[Location annotation dataset excerpts]
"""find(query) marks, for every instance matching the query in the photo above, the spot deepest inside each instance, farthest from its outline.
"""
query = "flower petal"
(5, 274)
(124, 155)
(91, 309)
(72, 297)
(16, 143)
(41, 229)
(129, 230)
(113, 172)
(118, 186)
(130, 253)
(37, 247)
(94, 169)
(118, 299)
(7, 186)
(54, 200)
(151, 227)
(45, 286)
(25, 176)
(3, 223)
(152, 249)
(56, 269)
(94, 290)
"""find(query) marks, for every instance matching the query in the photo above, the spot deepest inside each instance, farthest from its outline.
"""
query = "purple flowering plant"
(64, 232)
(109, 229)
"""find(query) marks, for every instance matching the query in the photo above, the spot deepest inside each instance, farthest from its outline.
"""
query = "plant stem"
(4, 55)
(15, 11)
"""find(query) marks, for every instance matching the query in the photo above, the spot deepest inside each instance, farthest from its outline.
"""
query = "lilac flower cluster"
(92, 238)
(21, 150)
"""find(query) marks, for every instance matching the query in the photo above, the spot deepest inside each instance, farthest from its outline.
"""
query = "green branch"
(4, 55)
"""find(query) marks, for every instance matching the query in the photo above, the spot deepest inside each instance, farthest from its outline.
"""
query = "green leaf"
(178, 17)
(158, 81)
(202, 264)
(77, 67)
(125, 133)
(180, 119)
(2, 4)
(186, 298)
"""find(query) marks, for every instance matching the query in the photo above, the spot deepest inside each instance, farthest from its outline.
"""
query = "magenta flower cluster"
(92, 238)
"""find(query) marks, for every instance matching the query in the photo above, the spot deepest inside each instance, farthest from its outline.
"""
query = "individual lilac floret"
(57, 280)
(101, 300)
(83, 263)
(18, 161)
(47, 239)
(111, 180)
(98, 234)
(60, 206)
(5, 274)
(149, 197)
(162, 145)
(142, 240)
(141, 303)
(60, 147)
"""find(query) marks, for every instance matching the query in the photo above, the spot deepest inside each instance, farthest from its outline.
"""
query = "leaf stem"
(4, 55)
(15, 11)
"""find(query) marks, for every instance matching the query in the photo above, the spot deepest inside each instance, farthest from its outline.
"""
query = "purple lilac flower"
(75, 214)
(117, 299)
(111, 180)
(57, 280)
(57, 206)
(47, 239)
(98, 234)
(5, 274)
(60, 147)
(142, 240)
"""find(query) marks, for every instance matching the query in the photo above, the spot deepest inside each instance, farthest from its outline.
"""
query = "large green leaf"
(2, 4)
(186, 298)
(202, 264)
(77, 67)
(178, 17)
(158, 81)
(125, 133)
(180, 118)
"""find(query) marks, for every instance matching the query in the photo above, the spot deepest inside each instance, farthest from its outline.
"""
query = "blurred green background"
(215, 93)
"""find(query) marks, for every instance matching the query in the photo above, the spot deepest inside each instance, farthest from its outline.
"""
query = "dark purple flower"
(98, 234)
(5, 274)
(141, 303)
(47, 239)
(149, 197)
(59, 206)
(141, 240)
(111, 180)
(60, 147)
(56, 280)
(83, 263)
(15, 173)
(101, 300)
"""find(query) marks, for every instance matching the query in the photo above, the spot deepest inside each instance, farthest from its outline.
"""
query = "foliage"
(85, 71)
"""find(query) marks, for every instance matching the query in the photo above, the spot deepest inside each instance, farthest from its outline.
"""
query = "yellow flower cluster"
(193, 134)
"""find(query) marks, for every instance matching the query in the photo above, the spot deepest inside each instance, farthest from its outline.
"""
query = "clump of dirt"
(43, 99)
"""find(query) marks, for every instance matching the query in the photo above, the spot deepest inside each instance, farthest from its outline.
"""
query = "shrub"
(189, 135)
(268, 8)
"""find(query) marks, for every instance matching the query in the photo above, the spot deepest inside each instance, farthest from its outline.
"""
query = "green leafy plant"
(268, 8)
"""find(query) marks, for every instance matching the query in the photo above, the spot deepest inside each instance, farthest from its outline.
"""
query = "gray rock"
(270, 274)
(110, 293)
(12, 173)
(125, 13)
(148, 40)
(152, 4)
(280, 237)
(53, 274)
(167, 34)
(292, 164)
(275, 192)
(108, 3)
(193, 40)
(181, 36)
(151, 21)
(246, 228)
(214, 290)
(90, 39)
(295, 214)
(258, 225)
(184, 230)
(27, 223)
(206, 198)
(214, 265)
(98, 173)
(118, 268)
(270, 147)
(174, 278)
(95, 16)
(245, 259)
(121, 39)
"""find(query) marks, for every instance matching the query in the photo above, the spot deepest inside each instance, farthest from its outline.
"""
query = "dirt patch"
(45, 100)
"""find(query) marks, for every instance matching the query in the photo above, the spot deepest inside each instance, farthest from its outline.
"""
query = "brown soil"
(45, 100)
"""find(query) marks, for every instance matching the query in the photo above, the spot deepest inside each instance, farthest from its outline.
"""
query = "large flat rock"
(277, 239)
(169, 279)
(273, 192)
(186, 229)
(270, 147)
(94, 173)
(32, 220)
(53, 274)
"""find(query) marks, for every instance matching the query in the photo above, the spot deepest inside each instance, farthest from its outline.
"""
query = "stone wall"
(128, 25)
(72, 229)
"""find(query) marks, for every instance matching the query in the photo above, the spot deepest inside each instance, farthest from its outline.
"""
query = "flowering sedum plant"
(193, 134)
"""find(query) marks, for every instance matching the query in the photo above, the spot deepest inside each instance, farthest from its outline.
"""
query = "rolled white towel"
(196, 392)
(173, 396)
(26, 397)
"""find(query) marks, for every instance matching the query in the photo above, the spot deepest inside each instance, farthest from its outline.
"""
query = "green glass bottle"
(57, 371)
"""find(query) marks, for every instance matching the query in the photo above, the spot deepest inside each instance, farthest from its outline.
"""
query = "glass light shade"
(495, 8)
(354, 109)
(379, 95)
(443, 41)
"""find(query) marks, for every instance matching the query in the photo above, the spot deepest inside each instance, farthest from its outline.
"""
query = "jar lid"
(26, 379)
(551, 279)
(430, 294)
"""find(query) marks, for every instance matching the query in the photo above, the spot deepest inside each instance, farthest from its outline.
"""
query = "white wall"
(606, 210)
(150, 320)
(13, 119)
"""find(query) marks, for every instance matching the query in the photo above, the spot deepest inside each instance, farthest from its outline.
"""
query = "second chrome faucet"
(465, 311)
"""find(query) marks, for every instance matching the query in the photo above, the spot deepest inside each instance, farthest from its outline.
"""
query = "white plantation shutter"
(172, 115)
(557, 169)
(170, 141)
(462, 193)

--

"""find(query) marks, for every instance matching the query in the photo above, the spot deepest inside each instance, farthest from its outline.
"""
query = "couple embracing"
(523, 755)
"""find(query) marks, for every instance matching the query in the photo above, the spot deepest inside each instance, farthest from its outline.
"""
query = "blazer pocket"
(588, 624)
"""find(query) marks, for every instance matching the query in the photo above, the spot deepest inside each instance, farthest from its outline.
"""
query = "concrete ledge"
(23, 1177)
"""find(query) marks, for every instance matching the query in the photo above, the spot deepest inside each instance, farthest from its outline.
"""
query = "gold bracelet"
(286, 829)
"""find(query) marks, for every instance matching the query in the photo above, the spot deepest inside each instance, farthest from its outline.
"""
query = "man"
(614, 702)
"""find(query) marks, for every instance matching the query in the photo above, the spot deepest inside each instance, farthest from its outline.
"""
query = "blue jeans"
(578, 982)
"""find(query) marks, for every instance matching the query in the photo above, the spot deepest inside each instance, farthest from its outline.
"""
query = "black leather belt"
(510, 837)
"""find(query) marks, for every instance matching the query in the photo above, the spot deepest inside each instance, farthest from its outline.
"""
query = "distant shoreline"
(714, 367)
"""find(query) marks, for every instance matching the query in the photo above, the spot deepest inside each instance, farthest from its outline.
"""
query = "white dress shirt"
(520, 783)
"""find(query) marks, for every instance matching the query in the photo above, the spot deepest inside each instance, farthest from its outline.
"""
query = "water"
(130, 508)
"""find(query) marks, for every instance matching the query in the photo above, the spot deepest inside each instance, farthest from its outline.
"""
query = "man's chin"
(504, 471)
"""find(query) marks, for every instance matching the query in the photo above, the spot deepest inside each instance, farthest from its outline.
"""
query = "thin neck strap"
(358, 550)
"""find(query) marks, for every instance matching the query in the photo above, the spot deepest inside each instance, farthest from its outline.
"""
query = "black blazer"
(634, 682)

Set task — Count the lines of the data above that contain the string "white", treating uppercase and lowercase as distinct. Give only the number.

Response to this exercise — 4